■ Requirement ■
Copy the material from its start through the line that contains "point(371, 362)", keeping every line, and add 94 to each coordinate in the answer points.

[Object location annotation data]
########################################

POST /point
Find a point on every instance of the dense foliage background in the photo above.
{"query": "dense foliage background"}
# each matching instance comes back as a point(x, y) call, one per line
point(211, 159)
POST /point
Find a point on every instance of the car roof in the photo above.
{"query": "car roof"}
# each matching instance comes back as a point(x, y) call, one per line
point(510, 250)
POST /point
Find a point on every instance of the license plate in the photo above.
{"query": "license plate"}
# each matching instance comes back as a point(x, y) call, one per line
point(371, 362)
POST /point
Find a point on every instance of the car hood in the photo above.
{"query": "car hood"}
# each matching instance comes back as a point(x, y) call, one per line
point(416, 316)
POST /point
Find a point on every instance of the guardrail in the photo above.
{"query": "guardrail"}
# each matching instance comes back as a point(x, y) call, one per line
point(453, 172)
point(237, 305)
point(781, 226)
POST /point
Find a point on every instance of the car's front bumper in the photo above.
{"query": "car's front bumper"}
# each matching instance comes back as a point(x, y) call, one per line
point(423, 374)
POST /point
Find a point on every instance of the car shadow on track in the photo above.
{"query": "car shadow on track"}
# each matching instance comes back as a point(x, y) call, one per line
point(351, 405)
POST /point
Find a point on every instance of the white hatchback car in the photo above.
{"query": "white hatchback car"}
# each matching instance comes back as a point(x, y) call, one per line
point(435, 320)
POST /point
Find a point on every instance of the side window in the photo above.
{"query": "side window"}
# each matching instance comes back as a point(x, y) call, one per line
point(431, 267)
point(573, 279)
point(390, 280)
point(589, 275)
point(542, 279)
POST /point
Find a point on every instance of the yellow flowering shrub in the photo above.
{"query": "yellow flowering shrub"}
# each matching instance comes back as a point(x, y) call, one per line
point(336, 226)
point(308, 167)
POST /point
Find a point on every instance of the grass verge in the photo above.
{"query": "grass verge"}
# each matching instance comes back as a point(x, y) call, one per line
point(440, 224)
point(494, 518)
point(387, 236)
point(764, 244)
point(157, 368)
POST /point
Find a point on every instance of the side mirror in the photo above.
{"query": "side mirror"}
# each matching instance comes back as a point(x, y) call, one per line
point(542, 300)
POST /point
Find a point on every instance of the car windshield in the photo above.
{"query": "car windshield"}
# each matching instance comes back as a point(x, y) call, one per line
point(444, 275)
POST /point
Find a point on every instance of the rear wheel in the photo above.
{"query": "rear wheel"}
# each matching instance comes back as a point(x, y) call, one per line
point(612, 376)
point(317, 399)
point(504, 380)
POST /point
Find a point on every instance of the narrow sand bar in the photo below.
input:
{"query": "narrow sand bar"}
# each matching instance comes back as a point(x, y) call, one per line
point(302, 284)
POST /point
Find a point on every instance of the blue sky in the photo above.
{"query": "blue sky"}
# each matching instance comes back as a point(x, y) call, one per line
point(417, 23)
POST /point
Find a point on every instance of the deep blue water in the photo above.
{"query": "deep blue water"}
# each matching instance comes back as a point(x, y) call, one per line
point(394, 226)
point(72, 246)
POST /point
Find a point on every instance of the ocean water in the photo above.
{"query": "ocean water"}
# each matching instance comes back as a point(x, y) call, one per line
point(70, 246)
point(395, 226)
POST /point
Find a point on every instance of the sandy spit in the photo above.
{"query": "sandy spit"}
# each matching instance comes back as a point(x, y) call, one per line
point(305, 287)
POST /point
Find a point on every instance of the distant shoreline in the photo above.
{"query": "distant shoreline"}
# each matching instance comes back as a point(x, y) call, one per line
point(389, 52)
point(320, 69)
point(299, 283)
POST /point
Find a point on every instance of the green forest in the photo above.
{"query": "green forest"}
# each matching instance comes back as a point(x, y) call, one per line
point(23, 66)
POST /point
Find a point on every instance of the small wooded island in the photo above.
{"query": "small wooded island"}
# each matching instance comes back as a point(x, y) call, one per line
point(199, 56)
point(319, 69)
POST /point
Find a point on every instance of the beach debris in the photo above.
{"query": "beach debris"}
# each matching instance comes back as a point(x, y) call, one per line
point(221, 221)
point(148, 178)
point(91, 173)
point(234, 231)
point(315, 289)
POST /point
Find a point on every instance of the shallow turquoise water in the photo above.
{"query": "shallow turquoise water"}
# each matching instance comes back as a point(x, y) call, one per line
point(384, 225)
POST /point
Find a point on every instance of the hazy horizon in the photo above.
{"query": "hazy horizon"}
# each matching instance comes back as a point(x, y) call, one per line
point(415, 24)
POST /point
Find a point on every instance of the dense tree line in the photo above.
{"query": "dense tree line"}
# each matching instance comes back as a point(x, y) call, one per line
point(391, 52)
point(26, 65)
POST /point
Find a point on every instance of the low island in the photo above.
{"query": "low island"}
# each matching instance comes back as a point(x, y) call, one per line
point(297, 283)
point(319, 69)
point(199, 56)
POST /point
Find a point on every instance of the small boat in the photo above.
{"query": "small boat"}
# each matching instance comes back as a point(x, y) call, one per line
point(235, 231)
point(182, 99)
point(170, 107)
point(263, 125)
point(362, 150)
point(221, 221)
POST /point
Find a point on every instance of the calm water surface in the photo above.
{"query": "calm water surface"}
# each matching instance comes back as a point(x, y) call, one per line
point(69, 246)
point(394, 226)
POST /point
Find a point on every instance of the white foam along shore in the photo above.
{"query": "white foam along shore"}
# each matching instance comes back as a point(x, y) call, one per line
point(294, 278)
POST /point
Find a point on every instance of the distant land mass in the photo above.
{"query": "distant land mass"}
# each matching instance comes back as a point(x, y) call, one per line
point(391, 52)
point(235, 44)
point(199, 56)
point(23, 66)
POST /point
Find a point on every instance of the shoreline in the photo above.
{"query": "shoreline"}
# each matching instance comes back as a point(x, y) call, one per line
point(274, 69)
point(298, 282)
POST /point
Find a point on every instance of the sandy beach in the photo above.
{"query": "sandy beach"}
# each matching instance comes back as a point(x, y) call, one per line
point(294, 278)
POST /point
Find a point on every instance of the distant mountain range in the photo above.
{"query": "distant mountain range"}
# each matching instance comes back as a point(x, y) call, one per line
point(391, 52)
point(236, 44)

########################################

■ Output for this task ■
POST /point
Find a point on every instance of the dense foliage background in the photo above.
{"query": "dense foliage background"}
# each matching instance comes back as a point(x, y) call, one per line
point(305, 253)
POST /point
Find a point on every instance of the car roof in the photo above.
{"query": "car roof"}
# each matching instance comes back as a point(x, y) call, one per line
point(604, 344)
POST /point
Find a point on every instance of the license plate in the photo above.
{"query": "license plate"}
# each matching instance comes back as a point(x, y) call, one per line
point(465, 456)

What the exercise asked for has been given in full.